▶ [DIRECTION]: Pick out every line in the listing below that contains the word "vegetation", and copy each of those lines in full.

▶ [DATA IN THIS EXERCISE]:
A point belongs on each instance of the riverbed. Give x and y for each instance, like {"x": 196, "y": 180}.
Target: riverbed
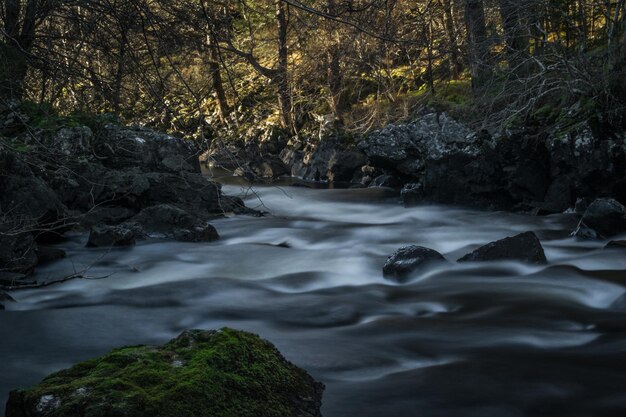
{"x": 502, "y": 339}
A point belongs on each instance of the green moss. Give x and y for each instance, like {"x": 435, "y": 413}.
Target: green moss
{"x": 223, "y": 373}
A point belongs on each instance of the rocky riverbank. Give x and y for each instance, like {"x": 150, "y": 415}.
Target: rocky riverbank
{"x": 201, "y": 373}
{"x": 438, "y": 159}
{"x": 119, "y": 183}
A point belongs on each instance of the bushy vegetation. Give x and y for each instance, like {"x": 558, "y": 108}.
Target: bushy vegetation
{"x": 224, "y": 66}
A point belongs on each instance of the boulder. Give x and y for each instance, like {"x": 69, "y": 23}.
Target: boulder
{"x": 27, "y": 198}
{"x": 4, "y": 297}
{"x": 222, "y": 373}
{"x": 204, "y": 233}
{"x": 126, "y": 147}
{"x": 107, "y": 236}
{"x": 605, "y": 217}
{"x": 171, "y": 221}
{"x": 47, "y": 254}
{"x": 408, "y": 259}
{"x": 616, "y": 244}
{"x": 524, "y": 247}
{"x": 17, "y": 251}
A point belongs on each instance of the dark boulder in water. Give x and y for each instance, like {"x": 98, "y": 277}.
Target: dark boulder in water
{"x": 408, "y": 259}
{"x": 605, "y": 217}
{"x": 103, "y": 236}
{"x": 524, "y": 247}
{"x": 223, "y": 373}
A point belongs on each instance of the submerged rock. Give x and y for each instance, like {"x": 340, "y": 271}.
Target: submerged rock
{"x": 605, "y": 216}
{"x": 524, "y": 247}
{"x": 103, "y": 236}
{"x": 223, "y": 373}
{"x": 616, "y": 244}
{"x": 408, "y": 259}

==

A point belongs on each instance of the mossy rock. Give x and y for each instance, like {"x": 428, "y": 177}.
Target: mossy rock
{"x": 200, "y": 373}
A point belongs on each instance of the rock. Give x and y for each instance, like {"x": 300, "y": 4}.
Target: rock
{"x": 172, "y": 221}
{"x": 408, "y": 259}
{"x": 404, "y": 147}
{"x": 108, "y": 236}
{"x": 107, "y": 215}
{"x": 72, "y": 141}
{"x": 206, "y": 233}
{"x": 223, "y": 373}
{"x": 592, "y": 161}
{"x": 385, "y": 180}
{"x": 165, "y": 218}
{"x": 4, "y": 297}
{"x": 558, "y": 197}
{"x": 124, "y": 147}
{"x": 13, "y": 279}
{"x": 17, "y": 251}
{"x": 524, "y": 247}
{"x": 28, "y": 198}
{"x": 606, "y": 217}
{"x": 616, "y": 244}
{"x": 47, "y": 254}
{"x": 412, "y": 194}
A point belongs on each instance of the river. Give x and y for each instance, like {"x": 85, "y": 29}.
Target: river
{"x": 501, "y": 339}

▶ [TASK OUTPUT]:
A point belongs on each instance of the bushy vegetation. Give x and y for each instance, like {"x": 558, "y": 108}.
Target: bushy vegetation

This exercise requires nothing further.